The truth about repairing your credit
Black Enterprise, Oct, 1995 by Joyce Harris Jones
A 1992 POSTING ON THE INTERNET CAUGHT THE eye of Maryland resident Ronald Thomas. The ad offered to clean up Thomas's bad credit record and restore it to good health. Thomas felt frustrated and desperate. The bills and the creditors were starting to annoy him. He needed breathing room, particularly now that he was a new father.
In 1990, he had been a little lavish trying to impress his girlfriend--now his wife--by buying $800 worth of jewelry and borrowing $500 from a bank to pay off the amount he owed to two jewelry stores. On top of that, he quit a job in February 1991, thinking he would find something better. He was out of work for 16 months. By the end of that period, his debts added up to $3,650, including interest, late fees and lawyer fees.
"The ad hit me at the right point," Thomas, 25, recalls. "It was a point of frustration, where I felt, 'If I could just pay off the creditors I'd be okay.'" The credit repair company asked for $125 up front. Thomas thought it sounded fishy and decided against it.
If it sounds suspicious, more than likely it is, says David Medine, associate director of credit practices for the Federal Trade Commission.
At a time when we have moved from being a cash-dependent society to a credit-dependent one, and pre-approved credit offers bombard consumers, unscrupulous businesses are flourishing as they prey on people who have succumbed to credit dependency, found themselves in a sea of debt and lack the wherewithal to get out. The potential for these businesses is great. A 1994 survey by the National Foundation for Consumer Credit found that nearly 18 million U.S. households need some form of help in dealing with their debts.

• _Entries supplied_
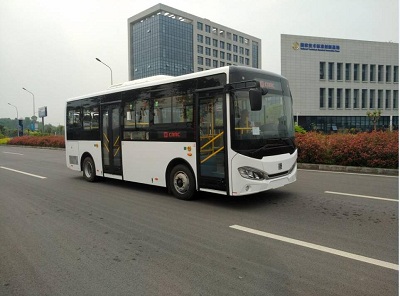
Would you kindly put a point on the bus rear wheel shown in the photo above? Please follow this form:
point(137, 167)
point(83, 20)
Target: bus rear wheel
point(182, 182)
point(89, 169)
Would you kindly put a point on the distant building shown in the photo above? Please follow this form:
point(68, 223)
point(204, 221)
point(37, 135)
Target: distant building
point(165, 41)
point(334, 82)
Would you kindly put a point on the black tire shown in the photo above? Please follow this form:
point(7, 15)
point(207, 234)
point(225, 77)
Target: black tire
point(89, 169)
point(182, 183)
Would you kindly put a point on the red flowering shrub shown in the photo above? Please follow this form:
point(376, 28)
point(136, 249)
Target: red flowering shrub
point(312, 148)
point(376, 149)
point(41, 141)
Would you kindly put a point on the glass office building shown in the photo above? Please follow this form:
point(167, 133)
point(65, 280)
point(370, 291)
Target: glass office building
point(335, 82)
point(165, 41)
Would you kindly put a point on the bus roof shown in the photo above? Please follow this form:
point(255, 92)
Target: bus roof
point(164, 79)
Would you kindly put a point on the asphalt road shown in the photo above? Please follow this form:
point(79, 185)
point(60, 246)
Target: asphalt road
point(326, 234)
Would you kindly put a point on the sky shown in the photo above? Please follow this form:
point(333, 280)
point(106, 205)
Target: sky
point(50, 47)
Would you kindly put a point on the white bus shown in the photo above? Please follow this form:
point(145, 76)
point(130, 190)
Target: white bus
point(227, 131)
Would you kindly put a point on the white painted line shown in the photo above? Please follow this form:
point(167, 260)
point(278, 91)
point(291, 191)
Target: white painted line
point(347, 173)
point(13, 153)
point(24, 173)
point(318, 247)
point(363, 196)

• _Do this_
List every dollar amount that appears in the credit repair article. The records come from a separate source and are not part of the credit repair article.

• _Finished task_
$800, $500, $3,650, $125